» **DIRECTIVE**
Please revise the items below, starting with the line that contains "Where can the distant" and going on through the end of the items, so that "Target" becomes "Label" and everything else stays unchanged. Leave the pictures out of your answer.

::::::::

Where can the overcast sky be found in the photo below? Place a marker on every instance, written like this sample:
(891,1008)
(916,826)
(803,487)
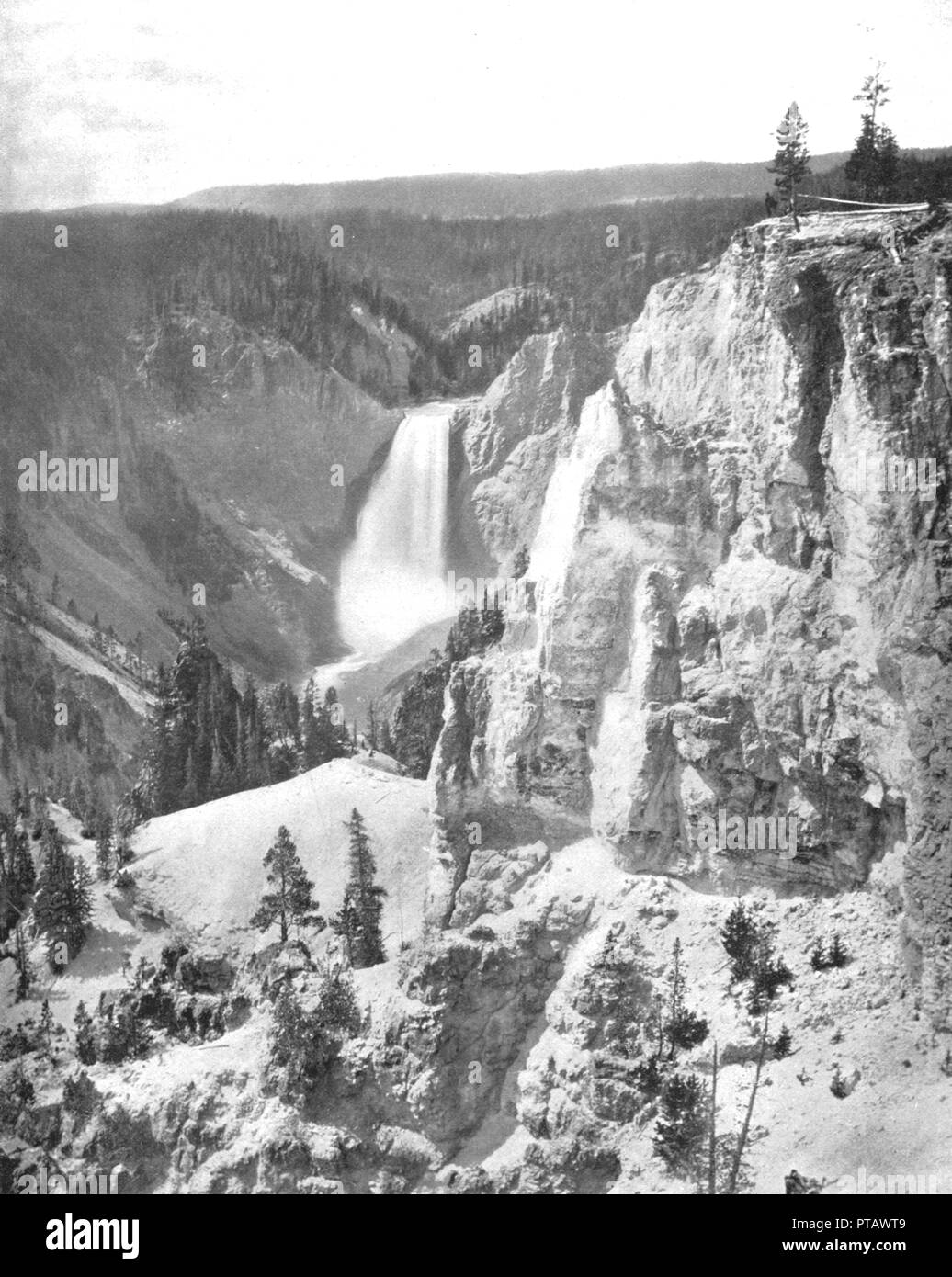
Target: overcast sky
(147,100)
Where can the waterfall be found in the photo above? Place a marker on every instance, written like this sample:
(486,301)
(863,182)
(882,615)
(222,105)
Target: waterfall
(392,579)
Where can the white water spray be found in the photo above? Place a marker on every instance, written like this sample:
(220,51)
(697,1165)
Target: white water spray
(392,579)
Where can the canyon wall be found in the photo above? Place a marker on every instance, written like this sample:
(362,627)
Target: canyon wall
(720,617)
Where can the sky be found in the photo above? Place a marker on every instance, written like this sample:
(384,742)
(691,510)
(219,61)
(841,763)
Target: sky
(143,101)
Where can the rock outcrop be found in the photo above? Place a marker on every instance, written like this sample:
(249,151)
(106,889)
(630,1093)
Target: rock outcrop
(723,618)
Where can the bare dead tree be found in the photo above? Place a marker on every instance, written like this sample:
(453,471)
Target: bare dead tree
(712,1146)
(745,1128)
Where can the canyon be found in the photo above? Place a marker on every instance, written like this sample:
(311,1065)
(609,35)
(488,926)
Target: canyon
(719,621)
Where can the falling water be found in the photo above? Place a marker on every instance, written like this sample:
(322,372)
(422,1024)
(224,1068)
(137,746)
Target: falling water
(392,580)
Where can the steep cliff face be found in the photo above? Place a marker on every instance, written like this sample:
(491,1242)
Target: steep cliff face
(723,618)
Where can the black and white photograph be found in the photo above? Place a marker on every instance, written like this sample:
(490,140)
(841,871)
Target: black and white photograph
(476,611)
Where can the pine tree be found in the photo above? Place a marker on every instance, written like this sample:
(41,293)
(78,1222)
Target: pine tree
(104,850)
(837,955)
(359,917)
(782,1044)
(874,161)
(79,906)
(25,968)
(681,1129)
(740,936)
(291,900)
(85,1035)
(792,161)
(46,1028)
(55,898)
(686,1028)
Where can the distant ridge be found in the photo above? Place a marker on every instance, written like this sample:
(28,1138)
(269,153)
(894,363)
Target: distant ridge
(501,194)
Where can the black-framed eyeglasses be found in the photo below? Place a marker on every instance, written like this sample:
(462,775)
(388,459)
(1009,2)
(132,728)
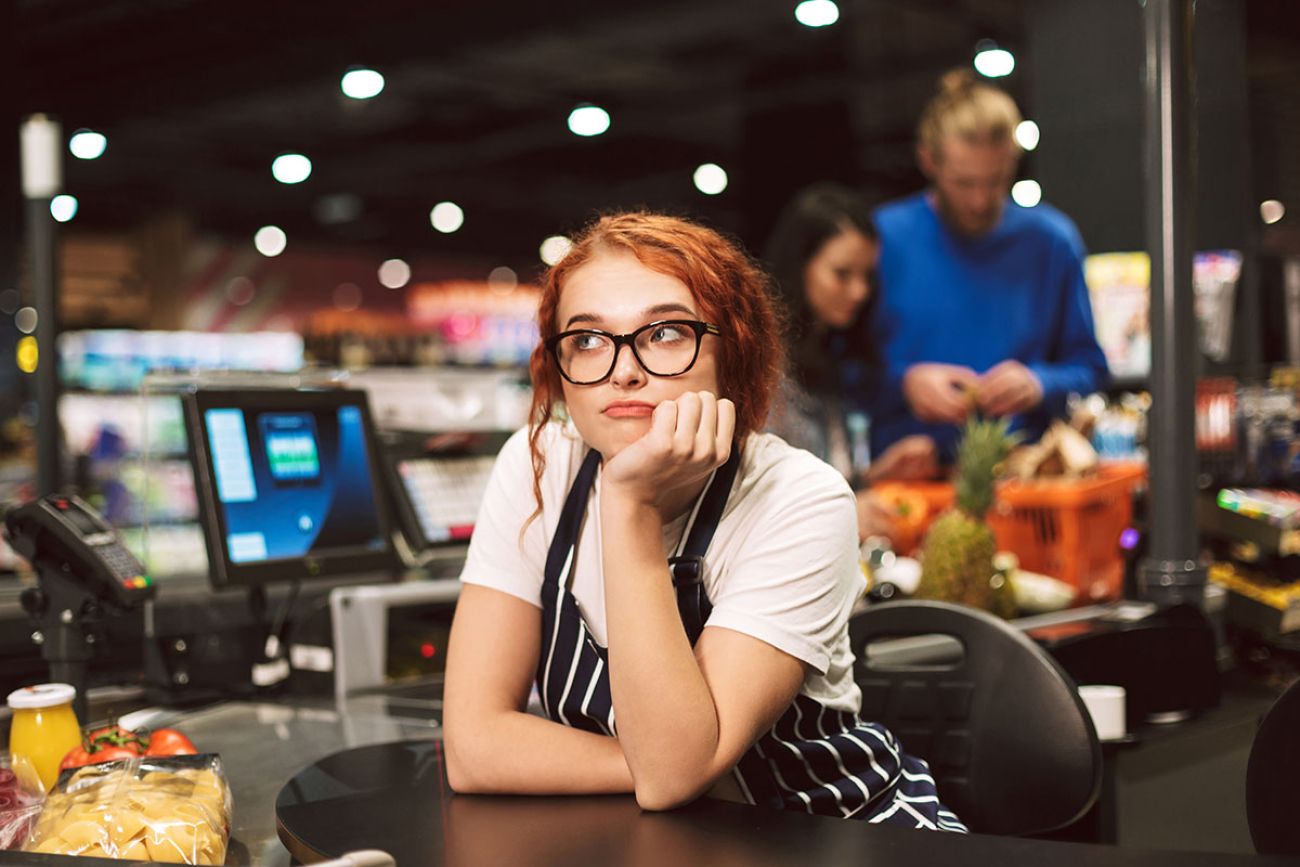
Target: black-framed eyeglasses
(667,347)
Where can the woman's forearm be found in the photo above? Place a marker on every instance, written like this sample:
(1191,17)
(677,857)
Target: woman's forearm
(663,706)
(516,753)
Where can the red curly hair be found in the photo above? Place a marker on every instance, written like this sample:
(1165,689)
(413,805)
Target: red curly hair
(732,291)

::::::::

» **TASK RESPONSE**
Where can the distant ridge be found in the photo above? Place a marker on every instance, written like this sample:
(28,1138)
(269,153)
(894,363)
Label: distant ridge
(501,194)
Where can the black-framed eyeglasses be found in the photo below? Place a marker on every instance, written like this sample:
(462,775)
(388,459)
(1009,2)
(132,728)
Label: black-framed eyeglasses
(667,347)
Where can the woman's forearm be found in the photo above? Place a marker on every instance, written like this sample:
(1191,17)
(677,857)
Label: woman's forearm
(663,706)
(516,753)
Where can the red curly hair be found in the photo above? Place a marker on every instance, written like this sample:
(1165,689)
(413,805)
Label: red curly hair
(732,291)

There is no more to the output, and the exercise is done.